▸ **EXCERPT TO READ**
# # # # #

In the comments and cited in evidence of the experience of female candidates is a survey from the National Women’s Council of Ireland, which to be honest reads like a whine  list or litany of awful things from the campaign trail that anyone who has stood in an election could offer up, whether male or female. I had a canvasser of mine who was hunted from a doorstep in a urban Dublin area by someone brandishing what they thought was a shotgun!

I would contend that an alternative view to the notion of quotas might be that we should have an electoral system that did not serve to penalise political parties for taking chances on candidates, whether male or female, who the parties fear the electorate might potentially decide to be wrong for them. This would allow the parties to be run as many candidates as were interested in offering themselves for consideration and it would be up to the public to decide who they wanted.

The fact is that PR-STV can work as a form of instant primary but parties do not do so as the issues of the potential of low transfers between party candidates might ultimately cost them seats. If total national seat allocation was based on the portion of the national vote received with the constituency election being a means to choose which specific individuals got the seat we might see more people take a chance along with parties being more willing to take that chance with them. The national seat distribution could be topped with those party or even non-party candidates who had the highest vote without being elected at the constituency level.

The other issues being raised about the nature of politics that is supposedly off putting to women, clubbishness and so on strikes me as missing the point. Convincing people to vote for you and support a course of action you advocate requires things like building alliances,  being somewhat thick skinned about personal comments etc. All of this effort against what is human behaviour is a bit like suggesting that sport X should change its rules so that more people who are currently unsuited to it could play it. But it would cease to be the sport it was. If you think soccer players should be able to catch the ball go play rugby or football, if you think people shouldn’t be able to make such rough tackles in football then play soccer. If you think that people shouldn’t club together to achieve their collective aims then electoral politics isn’t for you.

I hate to be citing Big Brother as empirical evidence of much of anything but the fact that the female contestants picked one another off while the males tended to club together until such time as they absolutely had to fight amongst themselves says something even if it’s hard to be 100% sure what it is.

Those negative comments from the NWCI Survey could be as easy found by asking male candidates of their experiences too, as I was a candidate at one time below are a few responses to the comments I’d add. The ‘quoted’ remarks are from the NCWI post on the survey

‘Negative comments from women [like] ‘politics is no place for a woman’ and ‘isn’t your husband great to be allowing you to do this’, to ‘don’t forget to make time for your children and don’t neglect you family’ really annoyed me. At the first council meeting, I was referred to as the ‘new girl’.

# # # # #

Object position labeling entries:
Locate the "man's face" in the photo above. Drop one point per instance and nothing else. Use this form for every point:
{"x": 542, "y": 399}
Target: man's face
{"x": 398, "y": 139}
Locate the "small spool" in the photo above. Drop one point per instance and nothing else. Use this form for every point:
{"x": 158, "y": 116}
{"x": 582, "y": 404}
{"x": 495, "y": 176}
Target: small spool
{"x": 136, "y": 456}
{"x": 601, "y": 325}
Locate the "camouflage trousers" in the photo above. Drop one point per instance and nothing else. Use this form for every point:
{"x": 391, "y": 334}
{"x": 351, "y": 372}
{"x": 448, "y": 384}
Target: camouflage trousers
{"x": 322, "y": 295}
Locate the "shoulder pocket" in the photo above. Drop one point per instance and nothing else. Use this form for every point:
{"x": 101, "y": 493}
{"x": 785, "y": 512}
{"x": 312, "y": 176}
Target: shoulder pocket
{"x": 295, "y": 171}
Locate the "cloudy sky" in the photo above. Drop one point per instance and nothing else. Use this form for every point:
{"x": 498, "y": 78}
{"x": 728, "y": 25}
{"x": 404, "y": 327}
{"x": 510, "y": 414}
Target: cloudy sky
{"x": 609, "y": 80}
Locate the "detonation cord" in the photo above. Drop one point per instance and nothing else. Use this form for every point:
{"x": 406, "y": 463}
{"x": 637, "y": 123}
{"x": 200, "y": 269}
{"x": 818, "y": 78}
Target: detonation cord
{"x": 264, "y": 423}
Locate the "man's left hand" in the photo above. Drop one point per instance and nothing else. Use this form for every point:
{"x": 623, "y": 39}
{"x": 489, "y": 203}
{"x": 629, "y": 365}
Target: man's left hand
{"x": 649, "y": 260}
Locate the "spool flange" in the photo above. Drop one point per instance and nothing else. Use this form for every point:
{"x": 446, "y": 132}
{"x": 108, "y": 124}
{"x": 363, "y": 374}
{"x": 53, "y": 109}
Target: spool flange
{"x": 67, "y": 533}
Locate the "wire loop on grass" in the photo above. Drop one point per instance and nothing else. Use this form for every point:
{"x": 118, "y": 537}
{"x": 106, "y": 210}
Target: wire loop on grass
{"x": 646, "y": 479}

# # # # #

In the excerpt on female election candidates, which organization carried out the survey cited in the comments?

The National Women’s Council of Ireland.